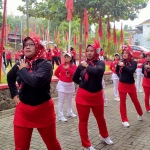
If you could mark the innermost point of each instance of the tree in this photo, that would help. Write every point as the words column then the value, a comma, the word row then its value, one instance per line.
column 116, row 9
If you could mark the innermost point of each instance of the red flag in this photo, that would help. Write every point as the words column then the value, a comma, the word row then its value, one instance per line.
column 66, row 36
column 33, row 35
column 16, row 30
column 121, row 35
column 69, row 6
column 43, row 31
column 48, row 37
column 23, row 36
column 75, row 40
column 115, row 36
column 130, row 39
column 54, row 34
column 85, row 23
column 58, row 38
column 39, row 34
column 100, row 30
column 8, row 29
column 34, row 28
column 108, row 29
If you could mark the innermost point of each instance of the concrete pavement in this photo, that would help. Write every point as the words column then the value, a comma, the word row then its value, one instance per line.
column 137, row 137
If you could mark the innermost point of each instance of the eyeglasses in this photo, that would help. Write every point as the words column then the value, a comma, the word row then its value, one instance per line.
column 29, row 44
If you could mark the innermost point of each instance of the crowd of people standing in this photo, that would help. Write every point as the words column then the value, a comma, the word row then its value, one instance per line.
column 33, row 72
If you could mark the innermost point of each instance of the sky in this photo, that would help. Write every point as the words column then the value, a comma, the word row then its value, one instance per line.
column 143, row 15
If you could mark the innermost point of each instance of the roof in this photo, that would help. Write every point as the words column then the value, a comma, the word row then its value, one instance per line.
column 145, row 22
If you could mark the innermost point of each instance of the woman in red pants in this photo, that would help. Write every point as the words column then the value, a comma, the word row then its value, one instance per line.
column 125, row 70
column 146, row 82
column 89, row 76
column 34, row 106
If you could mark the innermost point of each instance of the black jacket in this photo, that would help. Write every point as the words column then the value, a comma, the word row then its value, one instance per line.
column 34, row 87
column 95, row 75
column 126, row 74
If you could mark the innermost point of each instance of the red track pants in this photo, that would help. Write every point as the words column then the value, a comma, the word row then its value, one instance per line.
column 135, row 101
column 147, row 97
column 23, row 137
column 83, row 113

· · · · · · ·

== Exercise instructions ==
Everything from the line containing "of the crowd" to the end of the data above should be quoted exactly, please, both ends included, and nothing outside that span.

== Solution ==
If you could mark the innermost point of each instance of the crowd of people standing in this photo, that would help. Write every point as the words column then the value, a comma, the word row then its value, one instance per line.
column 33, row 72
If you could mark the innermost point of each instance of the sky in this photo, that would help. Write every point as the words column then the value, a comma, the word row then its value, one instance per line.
column 143, row 15
If you could mark the innermost point of each instance of the roof in this photo, that would help. Write every point as the words column then the value, a comma, the word row then its value, one instance per line.
column 145, row 22
If you could mark the innermost point of each instance of the woman in red pants in this photo, that would help. Write every point as the words column then the value, a comma, the word row then its value, one instance per line.
column 125, row 70
column 146, row 82
column 89, row 76
column 34, row 106
If you could mark the innermost point of each instance of the black jacket in this photo, that would help. Write every point as the words column then the value, a comma, the word row then its value, one instance per line.
column 34, row 87
column 95, row 75
column 126, row 74
If you could mark the innermost point of each instance of the red track pants in this photo, that would help. Write every point as the words column then the value, a comma, the word row then its value, one instance per line.
column 135, row 101
column 147, row 97
column 23, row 137
column 83, row 113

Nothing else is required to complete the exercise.